● Exercise: Repeat the records. Keep every word and mark exactly as it is.

----------------------------------------

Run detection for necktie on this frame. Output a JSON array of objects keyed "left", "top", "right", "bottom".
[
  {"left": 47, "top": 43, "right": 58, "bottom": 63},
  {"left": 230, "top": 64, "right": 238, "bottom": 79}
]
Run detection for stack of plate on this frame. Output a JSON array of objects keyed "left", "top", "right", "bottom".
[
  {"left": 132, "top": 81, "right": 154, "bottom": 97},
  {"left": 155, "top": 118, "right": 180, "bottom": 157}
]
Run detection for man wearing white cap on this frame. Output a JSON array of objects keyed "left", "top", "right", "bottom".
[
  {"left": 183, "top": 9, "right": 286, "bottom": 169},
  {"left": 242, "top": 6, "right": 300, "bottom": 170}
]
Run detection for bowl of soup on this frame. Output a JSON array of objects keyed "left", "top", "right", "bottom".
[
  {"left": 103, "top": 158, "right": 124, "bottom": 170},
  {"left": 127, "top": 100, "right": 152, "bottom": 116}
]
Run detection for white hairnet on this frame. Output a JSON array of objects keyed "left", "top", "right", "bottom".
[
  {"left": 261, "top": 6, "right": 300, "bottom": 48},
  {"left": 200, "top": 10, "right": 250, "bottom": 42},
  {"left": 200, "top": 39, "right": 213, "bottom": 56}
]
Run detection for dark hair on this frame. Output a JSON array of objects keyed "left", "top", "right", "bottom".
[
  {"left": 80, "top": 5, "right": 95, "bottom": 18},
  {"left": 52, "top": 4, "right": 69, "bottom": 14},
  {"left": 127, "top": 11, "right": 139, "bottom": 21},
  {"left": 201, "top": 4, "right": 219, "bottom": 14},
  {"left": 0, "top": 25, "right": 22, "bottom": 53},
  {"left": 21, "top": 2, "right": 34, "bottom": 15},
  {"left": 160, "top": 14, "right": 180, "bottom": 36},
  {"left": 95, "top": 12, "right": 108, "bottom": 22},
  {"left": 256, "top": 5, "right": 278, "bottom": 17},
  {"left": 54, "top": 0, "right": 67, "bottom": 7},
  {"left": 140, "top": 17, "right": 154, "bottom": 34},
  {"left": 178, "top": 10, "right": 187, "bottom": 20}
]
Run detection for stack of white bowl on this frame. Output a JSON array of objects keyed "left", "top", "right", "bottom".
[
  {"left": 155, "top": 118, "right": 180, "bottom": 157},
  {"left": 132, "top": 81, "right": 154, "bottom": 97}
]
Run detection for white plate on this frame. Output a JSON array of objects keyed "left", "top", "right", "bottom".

----------------------------------------

● Task answer:
Run detection for necktie on this frame. Output a JSON array of objects keyed "left", "top", "right", "bottom".
[
  {"left": 47, "top": 43, "right": 58, "bottom": 63},
  {"left": 230, "top": 64, "right": 238, "bottom": 79}
]
Run detection for stack of plate on this frame. Output a JSON array of objects keyed "left", "top", "right", "bottom".
[
  {"left": 132, "top": 81, "right": 154, "bottom": 97},
  {"left": 155, "top": 118, "right": 180, "bottom": 157}
]
Run detection for man wearing white cap on this frame. Output a JSON array of objects keyed "left", "top", "right", "bottom".
[
  {"left": 183, "top": 9, "right": 286, "bottom": 169},
  {"left": 242, "top": 6, "right": 300, "bottom": 170}
]
Run detection for bowl of soup on this frame. Output a JSON array of objects keyed "left", "top", "right", "bottom".
[
  {"left": 103, "top": 158, "right": 124, "bottom": 170},
  {"left": 127, "top": 100, "right": 152, "bottom": 116}
]
Run detection for white hairnet on this frame. Output a JSON array of objects keyed "left", "top", "right", "bottom".
[
  {"left": 261, "top": 6, "right": 300, "bottom": 48},
  {"left": 200, "top": 10, "right": 250, "bottom": 42},
  {"left": 200, "top": 39, "right": 213, "bottom": 56}
]
Run detection for dark hair on this frame. Output a JSON array of objects keyed "left", "top", "right", "bottom".
[
  {"left": 80, "top": 5, "right": 95, "bottom": 18},
  {"left": 52, "top": 4, "right": 69, "bottom": 14},
  {"left": 127, "top": 11, "right": 139, "bottom": 21},
  {"left": 201, "top": 4, "right": 219, "bottom": 14},
  {"left": 0, "top": 25, "right": 22, "bottom": 53},
  {"left": 21, "top": 2, "right": 34, "bottom": 15},
  {"left": 160, "top": 14, "right": 180, "bottom": 36},
  {"left": 95, "top": 12, "right": 108, "bottom": 22},
  {"left": 256, "top": 5, "right": 278, "bottom": 17},
  {"left": 54, "top": 0, "right": 67, "bottom": 7},
  {"left": 140, "top": 17, "right": 154, "bottom": 34},
  {"left": 178, "top": 10, "right": 187, "bottom": 20}
]
Run detection for stack of white bowl on this frame. Output a JSON array of objects keyed "left", "top", "right", "bottom".
[
  {"left": 155, "top": 118, "right": 180, "bottom": 157},
  {"left": 132, "top": 81, "right": 154, "bottom": 97}
]
Run detection for white plate on this frame. Output a JSON array of objects keyed "left", "top", "right", "bottom".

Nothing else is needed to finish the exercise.